> **Questions to answer**:
- A) In the text on SSL error screens below, rewrite the paragraph beginning "The only problem with self-signed certificates" more briefly, keeping its main facts.
- B) In the text on SSL error screens below, which bug does the proposal implement so that users can be notified if a site's credentials change?
- C) Continue the text on SSL error screens below from the point where it stops.

> **Selected text**:

**********

Better SSL error screens

Right now, when you visit a website that uses encryption in Firefox and there’s anything at all wrong with the encrypted connection, you get a big block of jargon which doesn’t do anything to tell the user how big the risk actually is, or help them distinguish a minor problem from a major one.

Current SSL warning
screen
The current SSL warning screen, which is generic and uninformative unless you know how to read SSL certificates already.

If you click on technical details you get a little bit more information about what went wrong, but it still doesn’t make any effort to give advice.

The Firefox UI team has been talking about using Herdict or a similar service to improve network error screens, especially the site not found screen. I think we could get a lot of mileage out of that for SSL errors as well. We should also make use of the user’s history with the site, and pay attention to what exactly is wrong with the credential. Here are some examples.

Self-signed
certificate
Proposed warning screen for a website with a self-signed certificate.

The only problem with self-signed certificates is they haven’t been signed by a trusted third party. The connection is secure, but you might not be talking to who you think you are. In the first section, we emphasize that the concern here is with identity, and we use Herdict information to deduce that this is probably not a hijacked site, because lots of people get the same credential. (The same credential means exactly the same, not just some self-signed cert, but we needn’t bother people with that unless they want to see the details.)

In the What should I do? section, we give some examples of things that might be unsafe to trust this site with, but we go ahead and let them visit the site, automatically storing the self-signed cert and marking it valid for this site only. We implement bug 251407, so we can promise to notify the user if the site’s credentials change in the future.

I’ve front-loaded the information that used to be in the technical details section, so it has been replaced with Inspect the Credentials. If you open that area up, it shows the certificate, but in a more user-friendly way than the existing certificate dialog box does. Especially important here is to reveal the interesting parts immediately, highlight suspicious things, and deemphasize the jargon and the long hexadecimal numbers.

I understand the risks is still there, but in this case, it’s for people who didn’t read the rest of the page. It’s meant to make people stop, slow down, and reread. If you click on it you get another link to the page.

**********

> **Given data**:
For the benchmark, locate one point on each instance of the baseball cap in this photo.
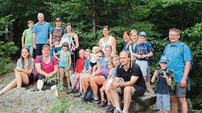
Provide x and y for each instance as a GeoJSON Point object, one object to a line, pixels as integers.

**********

> **Exercise answers**:
- A) A self-signed certificate's only flaw is that no trusted third party has signed it. The connection is secure, but you may not be talking to who you think you are. The proposed screen's first section therefore stresses identity. It uses Herdict data to conclude that the site is probably not hijacked, because many people receive the same credential. "Same" here means exactly identical, a detail shown only to people who ask for it.

- B) Bug 251407.

- C)
Connection tampering
detected
Proposed warning screen when connection tampering has been detected.

There are exploits in the wild that take over your WiFi hub, or your cable modem. Once they’ve done that, they are in a position to tamper with all your Internet traffic. I ran into one of these for reals last week; I was in a café and getting certificate errors on every secure site I tried to visit, including Mozilla’s mail server. (The theory is that you’ll just click through the error messages because you want to get your email, or whatever; one of the staff at the café did just that when I complained.) Here’s where Herdict could really come in handy: if you are getting certificate errors but nobody else is, we can deduce a problem near your computer.

Again, the first section tries to be clear and specific about the problem: we suspect that someone is tampering with your Internet connection, and here is why. The second section underlines how big a deal this is: Do not log into any site or buy anything online. It then suggests a test: visit another secure website and see if the problem persists. This scenario should put the whole browser into a paranoid mode, where it will not load saved passwords and continues to try to work out whether there’s something wrong with the local router. Ultimately, we should advise people in this boat to factory-reset their WiFi hub and/or contact their ISP for help, but we should take care to be certain in our diagnosis first.

In this scenario, the I understand the risks section gives you access to the certificate-exception dialogs, as it does now.

Hijacked server
Proposed warning screen for a website whose server may have been hijacked.

Finally, here’s what it looks like in the comparatively rare scenario that SSL certificates were originally intended to defend against: the server has been hijacked (but the attackers do not have access to the cert). We can tell from browser history that the cert has changed, and we can tell from Herdict that it has changed for everyone. We tell the user not to visit this website, and again, suggest trying another secure site. (We need to take care to distinguish this case from an expired or legitimately changed cert.)